Recast each of the rows below as a JSON list of strings, one string per line, and leave out any blank lines.

# start of Excerpted data

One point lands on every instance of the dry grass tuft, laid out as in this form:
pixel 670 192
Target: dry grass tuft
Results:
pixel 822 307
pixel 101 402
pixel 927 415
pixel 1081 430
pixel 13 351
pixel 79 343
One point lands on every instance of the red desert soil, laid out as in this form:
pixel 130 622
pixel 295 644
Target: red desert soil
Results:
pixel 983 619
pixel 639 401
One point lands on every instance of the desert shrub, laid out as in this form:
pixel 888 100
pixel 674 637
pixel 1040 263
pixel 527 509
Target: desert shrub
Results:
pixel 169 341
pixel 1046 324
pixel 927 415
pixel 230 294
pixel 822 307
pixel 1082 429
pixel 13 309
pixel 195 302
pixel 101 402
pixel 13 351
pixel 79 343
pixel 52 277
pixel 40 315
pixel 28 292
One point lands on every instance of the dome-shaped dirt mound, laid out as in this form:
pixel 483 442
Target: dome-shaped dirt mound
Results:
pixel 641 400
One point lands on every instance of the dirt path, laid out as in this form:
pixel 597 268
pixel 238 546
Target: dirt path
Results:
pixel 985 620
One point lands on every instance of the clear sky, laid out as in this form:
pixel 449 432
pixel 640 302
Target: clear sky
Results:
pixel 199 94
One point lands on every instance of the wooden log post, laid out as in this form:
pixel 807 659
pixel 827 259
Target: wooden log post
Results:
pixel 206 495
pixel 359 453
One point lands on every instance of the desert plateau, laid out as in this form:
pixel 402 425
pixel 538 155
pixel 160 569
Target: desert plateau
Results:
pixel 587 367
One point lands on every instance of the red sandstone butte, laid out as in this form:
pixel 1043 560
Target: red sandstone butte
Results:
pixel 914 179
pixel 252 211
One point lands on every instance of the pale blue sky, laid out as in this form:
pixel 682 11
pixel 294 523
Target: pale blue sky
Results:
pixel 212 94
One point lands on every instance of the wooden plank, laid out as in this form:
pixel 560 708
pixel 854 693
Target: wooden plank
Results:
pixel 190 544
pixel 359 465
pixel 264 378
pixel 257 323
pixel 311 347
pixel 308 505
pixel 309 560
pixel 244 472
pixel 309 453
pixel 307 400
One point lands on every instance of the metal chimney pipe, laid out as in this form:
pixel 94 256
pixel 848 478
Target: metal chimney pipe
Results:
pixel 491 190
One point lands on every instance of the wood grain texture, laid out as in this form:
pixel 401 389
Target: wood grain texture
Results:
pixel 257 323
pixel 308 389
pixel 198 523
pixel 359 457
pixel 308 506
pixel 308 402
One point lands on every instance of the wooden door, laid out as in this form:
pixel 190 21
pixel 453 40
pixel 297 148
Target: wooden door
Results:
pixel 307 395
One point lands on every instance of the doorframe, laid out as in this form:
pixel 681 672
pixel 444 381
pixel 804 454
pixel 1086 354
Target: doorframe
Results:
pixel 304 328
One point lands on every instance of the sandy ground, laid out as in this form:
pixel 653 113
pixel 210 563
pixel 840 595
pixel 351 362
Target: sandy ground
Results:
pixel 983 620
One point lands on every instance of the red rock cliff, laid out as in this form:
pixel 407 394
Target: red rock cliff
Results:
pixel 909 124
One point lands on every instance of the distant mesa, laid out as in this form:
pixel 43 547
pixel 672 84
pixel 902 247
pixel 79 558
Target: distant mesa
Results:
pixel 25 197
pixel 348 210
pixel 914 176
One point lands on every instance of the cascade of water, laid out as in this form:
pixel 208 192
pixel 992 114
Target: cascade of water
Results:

# end of Excerpted data

_Result for this exercise:_
[
  "One point lands on every instance of the dry grass tuft, laid out as in this form:",
  "pixel 670 192",
  "Target: dry grass tuft",
  "Results:",
  "pixel 822 307",
  "pixel 101 402",
  "pixel 927 415",
  "pixel 1081 430",
  "pixel 13 351",
  "pixel 79 343",
  "One point lands on every instance of the red desert soil, laid out as in this form:",
  "pixel 130 622",
  "pixel 295 644",
  "Target: red desert soil",
  "Results:",
  "pixel 983 619",
  "pixel 639 401",
  "One point lands on every instance of the desert shrub, laid out as in this form:",
  "pixel 888 100",
  "pixel 674 637",
  "pixel 1040 263",
  "pixel 527 509",
  "Target: desert shrub",
  "Results:",
  "pixel 169 341",
  "pixel 1046 324",
  "pixel 927 415",
  "pixel 230 294",
  "pixel 822 307",
  "pixel 1082 429",
  "pixel 13 309",
  "pixel 195 302",
  "pixel 101 402",
  "pixel 13 351",
  "pixel 79 343",
  "pixel 52 277",
  "pixel 40 315",
  "pixel 28 292",
  "One point lands on every instance of the dome-shaped dirt mound, laid out as in this form:",
  "pixel 483 442",
  "Target: dome-shaped dirt mound",
  "Results:",
  "pixel 641 400",
  "One point lands on every instance of the dirt path, laid out as in this form:",
  "pixel 597 268",
  "pixel 238 546",
  "Target: dirt path",
  "Results:",
  "pixel 985 620",
  "One point lands on every instance of the clear sky, laid out as in this form:",
  "pixel 449 432",
  "pixel 640 302",
  "Target: clear sky",
  "Results:",
  "pixel 199 94",
  "One point lands on every instance of the wooden log post, laid out as in this form:",
  "pixel 807 659",
  "pixel 827 259",
  "Target: wooden log post",
  "Results:",
  "pixel 206 495",
  "pixel 359 453",
  "One point lands on every instance of the desert plateau, laid out as in this form:",
  "pixel 402 425",
  "pixel 538 155",
  "pixel 160 569",
  "Target: desert plateau",
  "Results:",
  "pixel 587 367",
  "One point lands on every instance of the red sandstone butte, laid out as in this form:",
  "pixel 1043 560",
  "Target: red sandstone butte",
  "Results:",
  "pixel 914 179",
  "pixel 252 211",
  "One point lands on every instance of the pale blue sky, laid out as in this form:",
  "pixel 682 11",
  "pixel 294 523",
  "Target: pale blue sky",
  "Results:",
  "pixel 212 94",
  "One point lands on every instance of the wooden plank, laid out as in this form:",
  "pixel 560 708",
  "pixel 854 693",
  "Target: wooden plank",
  "Results:",
  "pixel 190 544",
  "pixel 359 465",
  "pixel 264 378",
  "pixel 257 323",
  "pixel 311 347",
  "pixel 308 505",
  "pixel 309 560",
  "pixel 244 472",
  "pixel 309 453",
  "pixel 307 400",
  "One point lands on every instance of the metal chimney pipe, laid out as in this form:",
  "pixel 94 256",
  "pixel 848 478",
  "Target: metal chimney pipe",
  "Results:",
  "pixel 491 190",
  "One point lands on every instance of the wood grain texture, laid out as in this form:",
  "pixel 401 389",
  "Target: wood grain texture",
  "Results:",
  "pixel 257 323",
  "pixel 308 389",
  "pixel 198 523",
  "pixel 359 457",
  "pixel 308 506",
  "pixel 308 402",
  "One point lands on every instance of the wooden door, laid out as in this form:",
  "pixel 190 21",
  "pixel 453 40",
  "pixel 297 148",
  "Target: wooden door",
  "Results:",
  "pixel 307 395",
  "One point lands on every instance of the doorframe, laid out as in this form:",
  "pixel 681 672",
  "pixel 444 381",
  "pixel 804 454",
  "pixel 1086 354",
  "Target: doorframe",
  "Results:",
  "pixel 304 328",
  "One point lands on every instance of the sandy ground, laid out as in this form:",
  "pixel 653 113",
  "pixel 210 563",
  "pixel 840 595",
  "pixel 351 362",
  "Target: sandy ground",
  "Results:",
  "pixel 983 620",
  "One point lands on every instance of the red rock cliff, laid out as in this form:",
  "pixel 407 394",
  "Target: red rock cliff",
  "Results:",
  "pixel 909 124",
  "One point lands on every instance of the distant mesa, laid out as in this form:",
  "pixel 43 547",
  "pixel 672 84",
  "pixel 902 247",
  "pixel 79 558",
  "Target: distant mesa",
  "Results:",
  "pixel 25 197",
  "pixel 348 210",
  "pixel 914 176",
  "One point lands on every instance of the cascade of water, laid out as in this form:",
  "pixel 208 192",
  "pixel 992 114",
  "Target: cascade of water",
  "Results:"
]